Object location annotation data:
____________

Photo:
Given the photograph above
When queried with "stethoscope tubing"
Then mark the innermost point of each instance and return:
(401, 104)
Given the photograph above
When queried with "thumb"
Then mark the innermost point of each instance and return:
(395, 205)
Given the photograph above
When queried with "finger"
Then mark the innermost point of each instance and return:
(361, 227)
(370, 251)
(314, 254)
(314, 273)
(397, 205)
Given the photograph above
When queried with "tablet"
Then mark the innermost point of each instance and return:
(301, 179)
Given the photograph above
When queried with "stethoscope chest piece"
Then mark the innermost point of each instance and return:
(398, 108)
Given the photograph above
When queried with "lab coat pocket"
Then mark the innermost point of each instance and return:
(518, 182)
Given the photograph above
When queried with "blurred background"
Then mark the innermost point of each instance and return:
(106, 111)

____________

- **BRIEF**:
Reproduce every line of the listing above, requests included, multiplying each coordinate in the answers by 0.35 and rounding to whole numbers with halves rounded up.

- **ANSWER TO THE TASK**:
Photo:
Given the photograph above
When queried with "stethoscope tubing"
Then mark the innermost point of each instance and return:
(140, 36)
Given the photograph above
When queried with "thumb"
Then mark the innermost point of each instance and return:
(138, 72)
Given the photograph above
When queried with "finger"
Then mark the innermost point of each instance and return:
(126, 79)
(130, 88)
(110, 89)
(110, 96)
(139, 72)
Given the photograph above
When queried with "tablet"
Then mark the innermost point of each instance and return:
(105, 63)
Given the photograph above
When queried with "stethoscope chest piece"
Then mark the innermost point of each instance and return:
(139, 38)
Given the photograph above
When queried with "lab coat pocket"
Then mark the innermost point of each instance and return:
(181, 64)
Given the photograph above
When queried with "blurred background"
Then mark the innermost point of each instance and return:
(37, 39)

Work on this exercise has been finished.